**Text excerpt:**
---*---

Car story: where will Canada’s electric vehicle batteries go when they die?

Electric vehicles are booming in B.C. and that means the province has a unique opportunity to divert some of the world’s most sought-after clean-energy minerals from a potentially hazardous waste stream

What happens when an electric vehicle battery the size of a small dinner table reaches the end of its life? 

That’s the question jurisdictions across Canada and the world are grappling with as more and more electric vehicles hit the roads in the coming decades. In B.C., government estimates there will be more than 2.5 million of these vehicles cruising along the province’s roadways by 2040.

With so much focus in B.C. on growing the mining sector and especially supplying minerals for the clean energy revolution, critics say the province is overlooking the potential economic benefits of extracting materials from used-up electric vehicle batteries — materials that don’t require the creation of new, environmentally impactful, mines.

Electric vehicles in Canada an opportunity to rethink battery recycling

There are already more than 60,000 electric vehicles on B.C.’s roads. Each car is equipped with a lithium-ion battery and while the design of those batteries is much the same as the one in your smartphone, electric vehicle batteries are, by necessity, much bigger. A single car battery can weigh several hundred kilograms and is made up of materials like manganese, graphite, nickel, cobalt and lithium. 

These behemoths of the battery world have an average lifespan of eight to 15 years, which means as the electric vehicle market continues to grow, B.C. faces an important opportunity to rethink the recycling sector.

It’s work that’s already underway across the continent.

Kunal Phalpher, chief strategy officer at Li-Cycle, a Toronto-based lithium-ion recycling company with four facilities operating and under construction across North America — including in Kingston, Ont. — said the more batteries become available, the better the opportunities become for recyclers.

He said it’s crucial to plan for recycling right at the start of the electric vehicle growth curve.

“In the next eight to 10 years we’re going through this first wave of rapid growth and rapid increase in demand for these materials where you’re still going to need new primary resources [from mines],” he told The Narwhal. 

“But it’s also the time to build up infrastructure to manage [batteries] at end of life so that we can continue to chip away and increase the percentage of recycled material back into the battery.”

Phalpher said he anticipates a sector-wide shift to reusing more materials. Electric vehicle batteries aren’t currently produced with recycled minerals because there’s not enough supply, he said.

“But as we get into the next decade, we’ll start to see a sharper increase in that,” he said. “And then you can eventually work towards not having to build new resources for pulling material out of the ground and really drive [production] through secondary sources.”

Until the time comes when recycling facilities start receiving high quantities of depleted batteries, the demand for minerals is expected to continue to increase exponentially.

Red Chris mine in B.C.
Newcrest’s Red Chris mine in northwest B.C. is among the province’s active copper mining operations. Photo: Garth Lenz / The Narwhal

B.C.’s mines and the need for electric vehicle materials

While B.C. is not a source of cobalt, nickel and lithium, it is home to several copper mines and a major aluminum smelter — materials commonly used in auto manufacturing. 

The basic composition of electric vehicle batteries is projected to remain fairly constant over the coming years, but one mineral found in B.C. is showing promising results in extending the lifespan of lithium-ion batteries.

---*---

**What you need to do:**
Continue the article on recycling electric vehicle batteries in B.C. from its final sentence.

**Data:**
---*---

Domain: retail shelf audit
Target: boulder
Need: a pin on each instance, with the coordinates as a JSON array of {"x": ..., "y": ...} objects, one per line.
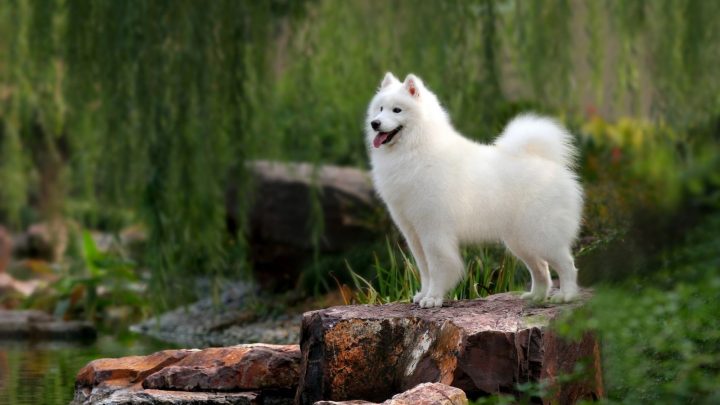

---*---

**Expected output:**
Tellurium can be mined directly or sourced as a by-product produced during copper smelting.

In northwest B.C., just south of Smithers, First Tellurium’s proposed tellurium, silver and gold mine could become a key supplier in the electric battery boom. 

First Tellurium points to research in Singapore and Texas where tellurium was added to existing lithium-ion technologies, the results of which “extend battery life up to 400 per cent and in some cases hold 10 times the charge.” 

The Pacific Institute for Climate Solutions launched a three-year project in 2021 to research the possibilities of using tellurium to manufacture safer and more efficient electric vehicle batteries. 

“Extending the range and safety of zero-emission vehicles would help accelerate adoption rates around the world, and support progress towards a sustainable circular economy through raw material recycling,” Bentley Allan, associate director of the institute, said in a press release.

The experiment with tellurium is just one example of many projects aimed at reducing demand and increasing efficiency, according to Michael Stanyer and Balakrishnan Venkata with Plug in BC, an electric vehicle advocacy program run by the Fraser Basin Council.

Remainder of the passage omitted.